Data supplied below:

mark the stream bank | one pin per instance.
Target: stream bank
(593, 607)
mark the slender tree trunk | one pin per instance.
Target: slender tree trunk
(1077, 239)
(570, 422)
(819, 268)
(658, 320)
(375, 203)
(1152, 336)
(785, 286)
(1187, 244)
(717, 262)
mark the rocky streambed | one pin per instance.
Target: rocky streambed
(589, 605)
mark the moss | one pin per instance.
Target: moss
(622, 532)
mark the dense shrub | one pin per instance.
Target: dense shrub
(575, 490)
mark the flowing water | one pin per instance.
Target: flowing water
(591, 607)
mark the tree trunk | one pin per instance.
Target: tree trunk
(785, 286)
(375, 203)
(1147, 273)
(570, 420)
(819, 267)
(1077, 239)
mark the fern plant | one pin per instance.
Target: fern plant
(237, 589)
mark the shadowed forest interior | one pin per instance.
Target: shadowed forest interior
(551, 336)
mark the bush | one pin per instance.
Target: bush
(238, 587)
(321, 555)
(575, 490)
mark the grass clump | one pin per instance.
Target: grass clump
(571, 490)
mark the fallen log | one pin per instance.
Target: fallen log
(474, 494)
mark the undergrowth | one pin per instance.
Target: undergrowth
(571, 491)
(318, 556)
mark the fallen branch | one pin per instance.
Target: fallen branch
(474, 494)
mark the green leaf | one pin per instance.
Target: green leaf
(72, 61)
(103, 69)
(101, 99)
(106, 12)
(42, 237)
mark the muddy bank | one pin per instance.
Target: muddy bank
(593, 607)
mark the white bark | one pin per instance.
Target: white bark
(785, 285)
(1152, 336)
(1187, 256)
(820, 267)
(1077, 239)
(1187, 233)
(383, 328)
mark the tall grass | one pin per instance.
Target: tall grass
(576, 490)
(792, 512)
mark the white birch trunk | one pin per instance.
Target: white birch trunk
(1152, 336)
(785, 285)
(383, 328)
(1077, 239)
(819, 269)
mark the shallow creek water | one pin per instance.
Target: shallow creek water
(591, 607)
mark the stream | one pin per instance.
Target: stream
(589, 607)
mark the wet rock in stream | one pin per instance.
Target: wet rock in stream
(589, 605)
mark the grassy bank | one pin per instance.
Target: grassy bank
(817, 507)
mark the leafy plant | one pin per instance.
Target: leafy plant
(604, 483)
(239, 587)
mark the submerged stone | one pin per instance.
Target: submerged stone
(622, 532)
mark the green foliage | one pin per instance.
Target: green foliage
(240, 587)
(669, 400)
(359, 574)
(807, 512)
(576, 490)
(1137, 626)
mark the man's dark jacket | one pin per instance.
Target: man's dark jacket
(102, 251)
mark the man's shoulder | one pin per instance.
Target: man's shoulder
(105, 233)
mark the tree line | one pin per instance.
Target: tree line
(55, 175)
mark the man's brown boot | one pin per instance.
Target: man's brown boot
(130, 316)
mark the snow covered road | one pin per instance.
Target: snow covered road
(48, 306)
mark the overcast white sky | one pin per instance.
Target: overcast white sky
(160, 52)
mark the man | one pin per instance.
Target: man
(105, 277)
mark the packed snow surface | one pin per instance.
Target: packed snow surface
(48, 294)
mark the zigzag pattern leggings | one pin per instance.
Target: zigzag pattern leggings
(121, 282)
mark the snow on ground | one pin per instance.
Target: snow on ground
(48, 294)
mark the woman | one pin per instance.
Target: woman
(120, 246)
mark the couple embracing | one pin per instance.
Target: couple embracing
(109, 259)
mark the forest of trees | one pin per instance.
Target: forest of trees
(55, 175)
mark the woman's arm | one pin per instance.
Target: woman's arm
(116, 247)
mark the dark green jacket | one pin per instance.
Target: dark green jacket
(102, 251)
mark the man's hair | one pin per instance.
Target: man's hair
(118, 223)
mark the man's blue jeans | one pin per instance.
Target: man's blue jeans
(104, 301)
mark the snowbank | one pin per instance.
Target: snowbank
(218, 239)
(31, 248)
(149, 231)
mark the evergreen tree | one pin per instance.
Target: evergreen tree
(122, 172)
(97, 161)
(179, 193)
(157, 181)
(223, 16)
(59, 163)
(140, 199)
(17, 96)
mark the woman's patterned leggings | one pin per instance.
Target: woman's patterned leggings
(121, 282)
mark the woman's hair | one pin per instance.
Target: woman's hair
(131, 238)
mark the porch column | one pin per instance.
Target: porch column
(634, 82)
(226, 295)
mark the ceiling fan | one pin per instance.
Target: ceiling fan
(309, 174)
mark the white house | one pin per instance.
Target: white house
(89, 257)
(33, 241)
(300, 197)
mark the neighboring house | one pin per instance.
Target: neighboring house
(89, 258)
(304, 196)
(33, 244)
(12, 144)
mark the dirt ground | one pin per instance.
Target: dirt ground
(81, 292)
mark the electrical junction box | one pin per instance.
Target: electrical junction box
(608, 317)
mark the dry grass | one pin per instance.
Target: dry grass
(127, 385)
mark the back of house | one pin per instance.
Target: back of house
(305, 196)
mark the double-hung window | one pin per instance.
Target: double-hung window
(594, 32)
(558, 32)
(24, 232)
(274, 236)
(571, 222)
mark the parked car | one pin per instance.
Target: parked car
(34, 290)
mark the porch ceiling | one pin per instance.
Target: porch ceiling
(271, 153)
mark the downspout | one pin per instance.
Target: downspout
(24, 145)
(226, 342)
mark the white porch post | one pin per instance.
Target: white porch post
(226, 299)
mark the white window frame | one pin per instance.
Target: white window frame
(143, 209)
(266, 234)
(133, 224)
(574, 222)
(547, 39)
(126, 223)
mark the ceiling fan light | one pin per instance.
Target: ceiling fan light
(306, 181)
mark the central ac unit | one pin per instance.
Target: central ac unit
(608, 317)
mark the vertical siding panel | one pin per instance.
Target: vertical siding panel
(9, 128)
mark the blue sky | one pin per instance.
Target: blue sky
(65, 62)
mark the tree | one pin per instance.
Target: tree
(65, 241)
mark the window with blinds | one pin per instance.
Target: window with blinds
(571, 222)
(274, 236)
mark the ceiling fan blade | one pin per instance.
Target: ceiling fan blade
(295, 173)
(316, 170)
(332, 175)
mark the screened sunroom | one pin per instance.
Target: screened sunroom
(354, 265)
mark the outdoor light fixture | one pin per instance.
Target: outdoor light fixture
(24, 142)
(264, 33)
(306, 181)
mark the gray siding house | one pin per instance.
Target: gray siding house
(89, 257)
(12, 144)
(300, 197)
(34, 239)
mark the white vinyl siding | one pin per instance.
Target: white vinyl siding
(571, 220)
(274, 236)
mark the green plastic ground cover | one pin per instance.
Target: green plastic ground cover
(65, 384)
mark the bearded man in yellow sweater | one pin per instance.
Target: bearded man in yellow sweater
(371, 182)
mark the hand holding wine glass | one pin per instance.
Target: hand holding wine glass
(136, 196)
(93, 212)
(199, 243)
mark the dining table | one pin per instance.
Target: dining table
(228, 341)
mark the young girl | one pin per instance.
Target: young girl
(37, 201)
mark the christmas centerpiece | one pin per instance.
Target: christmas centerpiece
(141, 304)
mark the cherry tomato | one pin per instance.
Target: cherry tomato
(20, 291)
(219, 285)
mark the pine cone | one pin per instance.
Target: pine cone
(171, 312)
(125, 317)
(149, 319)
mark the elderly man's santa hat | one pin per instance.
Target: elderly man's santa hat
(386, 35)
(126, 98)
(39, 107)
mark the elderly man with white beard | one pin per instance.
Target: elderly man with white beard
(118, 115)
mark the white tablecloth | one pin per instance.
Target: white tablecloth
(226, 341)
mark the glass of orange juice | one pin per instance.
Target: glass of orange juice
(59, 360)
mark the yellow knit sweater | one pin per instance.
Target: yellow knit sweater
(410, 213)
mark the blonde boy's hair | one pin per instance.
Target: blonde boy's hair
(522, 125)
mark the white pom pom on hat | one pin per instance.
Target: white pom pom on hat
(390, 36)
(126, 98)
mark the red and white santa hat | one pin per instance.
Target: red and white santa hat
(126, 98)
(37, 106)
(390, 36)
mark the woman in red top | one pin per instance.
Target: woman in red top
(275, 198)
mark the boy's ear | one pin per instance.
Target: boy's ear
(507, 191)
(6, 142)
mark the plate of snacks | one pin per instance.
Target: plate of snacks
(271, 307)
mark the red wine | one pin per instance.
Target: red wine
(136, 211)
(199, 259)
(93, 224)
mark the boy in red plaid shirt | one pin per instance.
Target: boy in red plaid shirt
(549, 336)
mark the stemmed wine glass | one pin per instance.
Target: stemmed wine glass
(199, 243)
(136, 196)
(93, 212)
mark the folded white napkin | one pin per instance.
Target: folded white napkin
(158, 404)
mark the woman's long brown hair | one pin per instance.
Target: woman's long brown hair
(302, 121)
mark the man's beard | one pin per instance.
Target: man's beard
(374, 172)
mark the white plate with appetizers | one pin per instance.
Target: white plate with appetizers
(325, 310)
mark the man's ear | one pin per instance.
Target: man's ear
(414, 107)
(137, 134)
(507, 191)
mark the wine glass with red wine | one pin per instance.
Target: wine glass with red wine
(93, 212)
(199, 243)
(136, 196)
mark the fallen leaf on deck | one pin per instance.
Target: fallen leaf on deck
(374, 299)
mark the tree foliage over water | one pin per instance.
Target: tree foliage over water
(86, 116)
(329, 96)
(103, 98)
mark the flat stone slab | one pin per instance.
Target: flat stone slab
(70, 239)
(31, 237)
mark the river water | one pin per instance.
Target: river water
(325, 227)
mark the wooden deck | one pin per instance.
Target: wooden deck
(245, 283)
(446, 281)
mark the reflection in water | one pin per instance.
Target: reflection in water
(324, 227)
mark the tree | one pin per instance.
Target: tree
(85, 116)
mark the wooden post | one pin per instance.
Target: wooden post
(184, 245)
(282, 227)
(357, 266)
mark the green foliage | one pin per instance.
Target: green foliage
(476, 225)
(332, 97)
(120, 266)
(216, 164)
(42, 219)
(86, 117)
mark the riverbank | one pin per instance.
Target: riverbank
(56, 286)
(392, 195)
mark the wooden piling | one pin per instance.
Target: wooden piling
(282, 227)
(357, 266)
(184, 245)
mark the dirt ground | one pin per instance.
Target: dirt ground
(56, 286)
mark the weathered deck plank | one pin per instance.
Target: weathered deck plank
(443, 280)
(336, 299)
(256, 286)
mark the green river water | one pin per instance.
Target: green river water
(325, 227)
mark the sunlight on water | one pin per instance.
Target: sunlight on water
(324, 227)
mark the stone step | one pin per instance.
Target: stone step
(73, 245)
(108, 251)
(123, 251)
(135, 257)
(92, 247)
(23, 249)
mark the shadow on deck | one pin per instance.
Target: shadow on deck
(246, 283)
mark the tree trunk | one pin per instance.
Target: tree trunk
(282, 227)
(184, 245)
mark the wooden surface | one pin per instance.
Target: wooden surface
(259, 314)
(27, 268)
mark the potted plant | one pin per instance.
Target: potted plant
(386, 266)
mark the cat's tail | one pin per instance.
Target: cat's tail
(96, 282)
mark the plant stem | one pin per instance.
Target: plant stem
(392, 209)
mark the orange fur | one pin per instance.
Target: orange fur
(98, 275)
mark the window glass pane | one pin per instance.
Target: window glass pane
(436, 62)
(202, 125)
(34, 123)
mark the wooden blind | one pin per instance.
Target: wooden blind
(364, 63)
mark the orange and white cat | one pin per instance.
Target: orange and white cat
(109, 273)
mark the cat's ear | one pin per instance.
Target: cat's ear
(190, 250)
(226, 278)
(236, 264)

End of Data supplied.

Exercise instructions => Please transcribe, exactly and with nothing added, the lines from the first line of the material above through the line that contains "mark the grass clump | one pin per instance.".

Result of the exercise =>
mark the stream bank | one pin per instance.
Target: stream bank
(593, 607)
mark the slender tree trunk | one pin per instance.
Target: slender tree trunk
(1077, 239)
(570, 422)
(819, 268)
(658, 320)
(375, 203)
(1152, 336)
(785, 286)
(1187, 244)
(717, 262)
mark the rocky streambed | one pin per instance.
Target: rocky streambed
(589, 605)
mark the moss | one pin per instance.
Target: moss
(622, 532)
mark the dense shrub | one pin per instance.
Target: dense shrub
(575, 490)
mark the flowing water | one pin per instance.
Target: flowing water
(591, 607)
mark the tree trunk | one pin per instance.
Target: tree trunk
(785, 286)
(375, 203)
(1147, 273)
(570, 420)
(819, 267)
(1077, 239)
mark the fern plant | one pin per instance.
Target: fern plant
(237, 589)
mark the shadowed forest interior | one pin per instance.
Target: shadowed forest interior
(551, 336)
mark the bush | one pin per instance.
Target: bush
(238, 587)
(321, 555)
(575, 490)
mark the grass clump | one pin per instance.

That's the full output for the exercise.